▶ [WRITTEN INSTRUCTION A]: Summarize the blog post about the book Better Than Before in two sentences.
-----
This post was originally published on October 4, 2016.
You’ve heard it before: Habits are the key to success.
You’ve also heard this before: Habits are hard to change.
Are these statements true or false? You have the power to decide for yourself.
I originally picked up Better Than Before because I found out that Gretchen Rubin was coming to speak in Seattle. I read The Happiness Project in college and jumped at the chance to see her speak about her new book. In the end, however, I wasn’t able to go to the event because of a scheduling conflict, so Better Than Before went back in my to-read-eventually pile.
I finally got around to reading it recently and many of the habit makers and breakers she discussed made sense to me in a new way. It’s funny how things come into your life at just the right moment.
Just like in THP, Rubin has a unique voice where she combines research and her own personal experiences to illustrate how things work (or don’t work) in our everyday lives. Many of us have similar struggles, so it’s easy enough to see a reflection of yourself in each example she gives.
There are many valuable examples and methods Rubin discusses in Better Than Before, here are the three that helped me the most:
1. Abstinence may be a more effective habit-former than moderation.
-----
▶ [WRITTEN INSTRUCTION B]: Quote the entries from the line containing "TARGET: parked car" through the last line of the entries, inclusive.
-----
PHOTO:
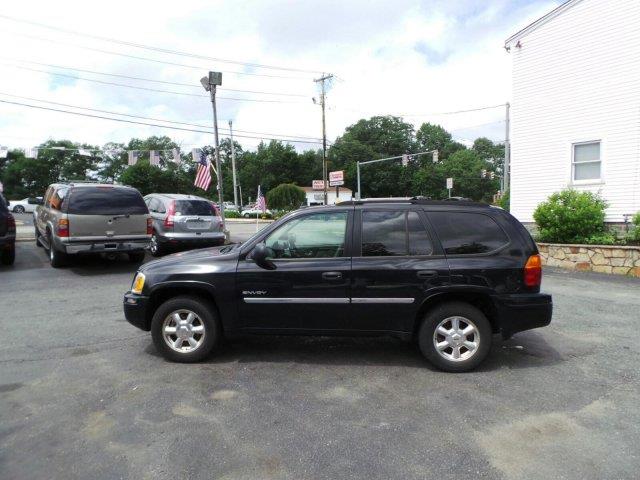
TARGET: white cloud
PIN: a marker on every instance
(390, 57)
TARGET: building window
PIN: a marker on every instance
(586, 161)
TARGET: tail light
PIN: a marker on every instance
(168, 221)
(63, 227)
(533, 271)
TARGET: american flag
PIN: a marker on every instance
(261, 203)
(203, 174)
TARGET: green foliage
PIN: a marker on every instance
(505, 201)
(286, 196)
(570, 216)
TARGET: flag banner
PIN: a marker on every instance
(133, 157)
(261, 203)
(176, 156)
(154, 157)
(203, 173)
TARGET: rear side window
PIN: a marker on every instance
(464, 233)
(195, 207)
(394, 233)
(106, 201)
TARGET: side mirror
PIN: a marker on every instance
(260, 255)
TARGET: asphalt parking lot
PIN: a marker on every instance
(84, 395)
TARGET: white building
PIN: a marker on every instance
(576, 106)
(316, 197)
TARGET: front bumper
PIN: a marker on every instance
(135, 310)
(105, 247)
(520, 312)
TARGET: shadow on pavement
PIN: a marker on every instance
(529, 350)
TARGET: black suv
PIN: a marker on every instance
(447, 274)
(7, 234)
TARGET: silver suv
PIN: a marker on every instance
(183, 221)
(92, 218)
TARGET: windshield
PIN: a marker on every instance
(106, 201)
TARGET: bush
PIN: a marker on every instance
(285, 196)
(570, 216)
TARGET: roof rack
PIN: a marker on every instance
(419, 200)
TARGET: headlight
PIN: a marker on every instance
(138, 283)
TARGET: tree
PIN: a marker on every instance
(434, 137)
(286, 196)
(368, 139)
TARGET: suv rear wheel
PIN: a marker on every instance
(455, 337)
(185, 329)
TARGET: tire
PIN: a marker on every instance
(136, 257)
(205, 316)
(443, 318)
(154, 246)
(8, 256)
(56, 257)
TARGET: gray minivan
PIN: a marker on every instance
(183, 221)
(92, 218)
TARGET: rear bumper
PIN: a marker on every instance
(117, 246)
(517, 313)
(135, 310)
(192, 239)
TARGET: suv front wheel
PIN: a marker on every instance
(185, 329)
(455, 337)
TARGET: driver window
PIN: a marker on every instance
(320, 235)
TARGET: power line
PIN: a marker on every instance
(152, 118)
(152, 48)
(144, 123)
(192, 85)
(147, 59)
(148, 89)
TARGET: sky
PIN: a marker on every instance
(414, 59)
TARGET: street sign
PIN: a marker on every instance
(336, 178)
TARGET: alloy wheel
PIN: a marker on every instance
(456, 339)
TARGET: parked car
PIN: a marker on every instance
(7, 234)
(26, 205)
(79, 218)
(254, 212)
(183, 221)
(448, 275)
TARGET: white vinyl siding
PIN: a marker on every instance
(576, 80)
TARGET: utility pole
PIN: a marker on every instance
(210, 83)
(506, 174)
(323, 92)
(233, 166)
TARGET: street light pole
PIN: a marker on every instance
(233, 166)
(210, 83)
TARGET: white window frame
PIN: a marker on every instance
(589, 181)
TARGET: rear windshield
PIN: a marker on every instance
(195, 207)
(106, 201)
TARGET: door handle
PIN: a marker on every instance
(331, 275)
(427, 273)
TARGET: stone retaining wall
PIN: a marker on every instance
(594, 258)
-----
▶ [WRITTEN SOLUTION A]: The writer first picked up Gretchen Rubin's Better Than Before upon learning she was coming to speak in Seattle, but a scheduling conflict prevented attending, and the book went back into a to-read-eventually pile. On finally reading it, the writer found that many of the habit makers and breakers Rubin discusses made sense in a new way, and the post sets out the three methods that helped most, starting with the idea that abstinence may be a more effective habit-former than moderation.

▶ [WRITTEN SOLUTION B]:
TARGET: parked car
PIN: a marker on every instance
(7, 234)
(26, 205)
(79, 218)
(254, 212)
(183, 221)
(448, 275)
TARGET: white vinyl siding
PIN: a marker on every instance
(576, 80)
TARGET: utility pole
PIN: a marker on every instance
(210, 83)
(506, 174)
(323, 92)
(233, 166)
TARGET: street light pole
PIN: a marker on every instance
(233, 166)
(210, 83)
TARGET: white window frame
PIN: a marker on every instance
(589, 181)
TARGET: rear windshield
PIN: a marker on every instance
(195, 207)
(106, 201)
TARGET: door handle
PIN: a marker on every instance
(331, 275)
(427, 273)
TARGET: stone retaining wall
PIN: a marker on every instance
(594, 258)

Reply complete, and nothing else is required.